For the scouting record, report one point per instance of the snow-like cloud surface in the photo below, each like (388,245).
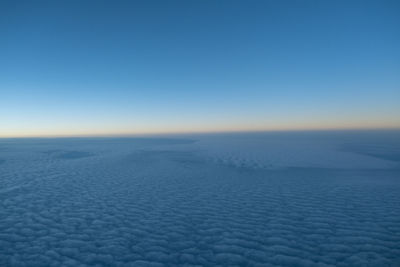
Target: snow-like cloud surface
(211,200)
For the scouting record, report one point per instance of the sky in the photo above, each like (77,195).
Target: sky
(137,67)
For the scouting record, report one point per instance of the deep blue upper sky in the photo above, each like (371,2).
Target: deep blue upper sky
(117,67)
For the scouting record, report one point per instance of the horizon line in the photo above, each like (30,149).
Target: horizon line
(143,134)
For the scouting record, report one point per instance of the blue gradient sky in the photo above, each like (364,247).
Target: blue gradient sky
(122,67)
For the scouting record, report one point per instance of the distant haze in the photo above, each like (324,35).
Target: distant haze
(138,67)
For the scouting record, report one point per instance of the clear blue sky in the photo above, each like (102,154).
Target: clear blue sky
(120,67)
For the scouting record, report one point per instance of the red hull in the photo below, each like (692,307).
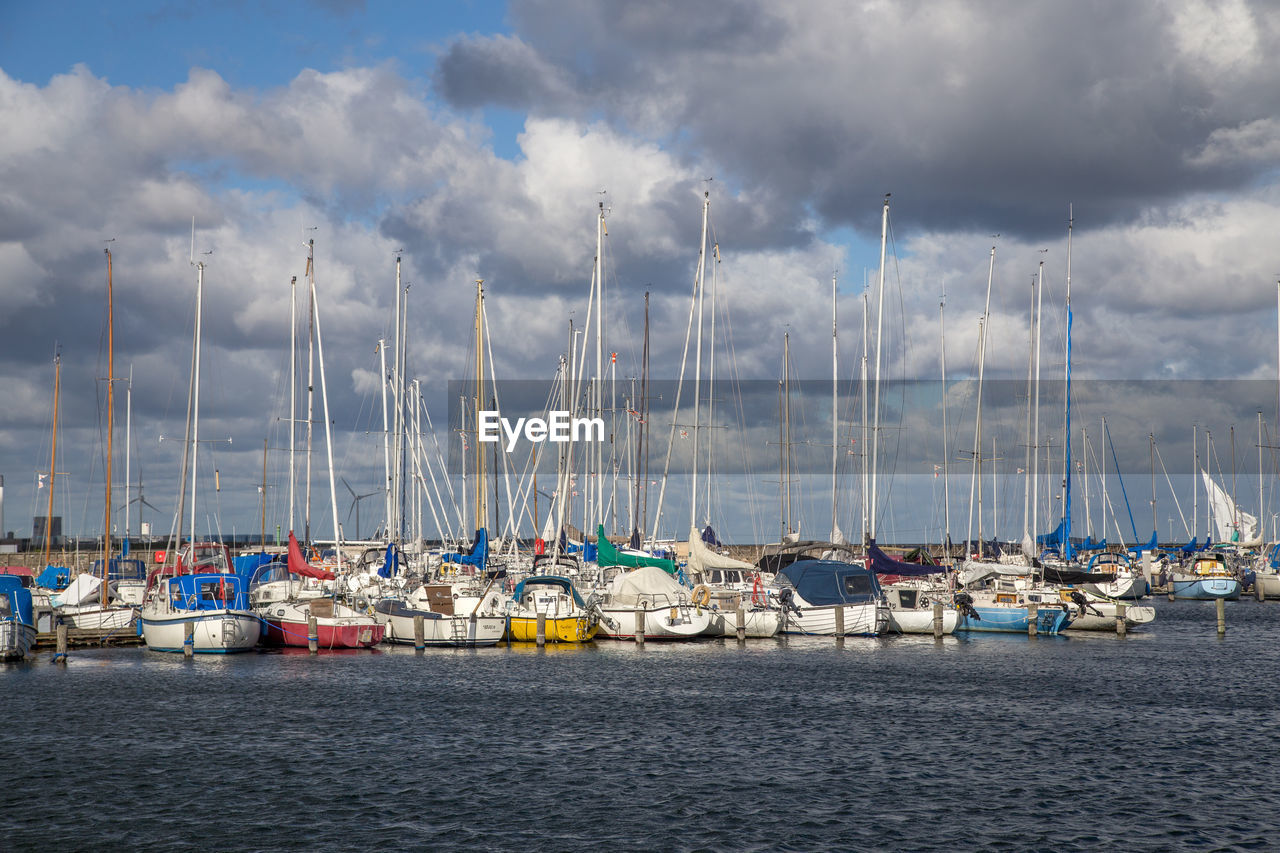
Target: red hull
○ ○ ○
*TASK DETAILS:* The line containing "each like (364,247)." marks the start: set down exactly that line and every line after it through the last line of the data, without any pictures.

*SOLUTION TO THIS EXERCISE:*
For the scouting record, report one point per instance of the blue gradient sky in the photo above, each like (364,247).
Target: blue gradient sky
(122,67)
For the scouting record, report one point per instance of the distant haze in the photo above, each like (324,35).
Target: distant haze
(138,67)
For the scouting record, report one point per instance of the clear blue sky in the photo above, each like (102,154).
Target: clear blue sky
(120,67)
For the scouting record, report one point per instance of the red hull in the photo below, each like (692,307).
Target: red hull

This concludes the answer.